* Task objective: Each line of the data holding "shoe" should be found and copied.

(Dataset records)
== Segment start ==
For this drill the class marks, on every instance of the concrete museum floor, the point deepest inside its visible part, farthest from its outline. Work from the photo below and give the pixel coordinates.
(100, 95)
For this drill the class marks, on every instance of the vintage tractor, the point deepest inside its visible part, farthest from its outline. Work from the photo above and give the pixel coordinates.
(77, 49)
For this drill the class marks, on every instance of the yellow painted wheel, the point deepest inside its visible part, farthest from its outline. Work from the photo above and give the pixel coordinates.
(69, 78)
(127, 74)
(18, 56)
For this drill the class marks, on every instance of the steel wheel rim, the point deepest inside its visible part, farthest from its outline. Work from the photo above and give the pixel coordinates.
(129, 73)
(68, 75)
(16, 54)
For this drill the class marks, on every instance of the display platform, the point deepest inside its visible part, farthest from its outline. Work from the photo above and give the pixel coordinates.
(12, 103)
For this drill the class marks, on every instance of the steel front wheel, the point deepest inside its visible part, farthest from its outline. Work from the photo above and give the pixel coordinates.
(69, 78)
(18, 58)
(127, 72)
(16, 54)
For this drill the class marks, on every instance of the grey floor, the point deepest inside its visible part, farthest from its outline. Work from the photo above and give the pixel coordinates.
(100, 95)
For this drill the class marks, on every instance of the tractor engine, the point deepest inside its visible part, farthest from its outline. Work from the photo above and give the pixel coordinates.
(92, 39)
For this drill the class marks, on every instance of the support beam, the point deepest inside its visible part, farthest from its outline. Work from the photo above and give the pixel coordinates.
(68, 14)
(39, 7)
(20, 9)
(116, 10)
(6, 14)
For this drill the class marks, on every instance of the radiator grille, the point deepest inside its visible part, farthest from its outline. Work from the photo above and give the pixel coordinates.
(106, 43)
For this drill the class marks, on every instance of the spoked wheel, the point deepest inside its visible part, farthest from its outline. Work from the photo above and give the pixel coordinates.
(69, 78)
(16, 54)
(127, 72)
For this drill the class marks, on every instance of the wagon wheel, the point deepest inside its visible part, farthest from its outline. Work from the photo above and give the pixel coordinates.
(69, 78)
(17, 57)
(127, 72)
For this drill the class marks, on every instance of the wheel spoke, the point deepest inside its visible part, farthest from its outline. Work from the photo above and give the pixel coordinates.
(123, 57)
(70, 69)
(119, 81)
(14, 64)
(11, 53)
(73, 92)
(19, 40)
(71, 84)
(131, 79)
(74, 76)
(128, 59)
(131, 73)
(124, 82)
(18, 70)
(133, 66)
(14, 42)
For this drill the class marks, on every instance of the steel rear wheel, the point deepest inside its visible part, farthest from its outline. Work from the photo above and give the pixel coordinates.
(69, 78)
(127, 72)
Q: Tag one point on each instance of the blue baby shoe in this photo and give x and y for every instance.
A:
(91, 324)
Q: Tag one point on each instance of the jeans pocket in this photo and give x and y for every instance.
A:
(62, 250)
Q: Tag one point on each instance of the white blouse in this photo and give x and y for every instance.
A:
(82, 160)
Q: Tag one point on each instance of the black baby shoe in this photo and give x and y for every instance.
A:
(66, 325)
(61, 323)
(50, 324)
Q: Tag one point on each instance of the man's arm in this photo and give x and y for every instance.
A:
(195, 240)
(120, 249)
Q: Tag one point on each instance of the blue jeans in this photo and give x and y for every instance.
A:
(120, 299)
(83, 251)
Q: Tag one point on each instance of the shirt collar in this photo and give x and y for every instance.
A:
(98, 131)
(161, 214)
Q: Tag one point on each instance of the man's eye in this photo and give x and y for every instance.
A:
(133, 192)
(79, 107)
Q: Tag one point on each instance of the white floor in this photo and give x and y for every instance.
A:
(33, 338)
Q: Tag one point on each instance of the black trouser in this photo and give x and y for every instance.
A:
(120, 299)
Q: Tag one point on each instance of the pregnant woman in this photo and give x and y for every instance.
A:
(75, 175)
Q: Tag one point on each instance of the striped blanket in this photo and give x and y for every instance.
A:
== Segment end ==
* Answer box:
Q: Tag one point on each instance of the blue baby shoe in this photo and give x and y for every instance.
Q: Tag one point on each instance of the black baby shoe in this photo and give x and y for every instance.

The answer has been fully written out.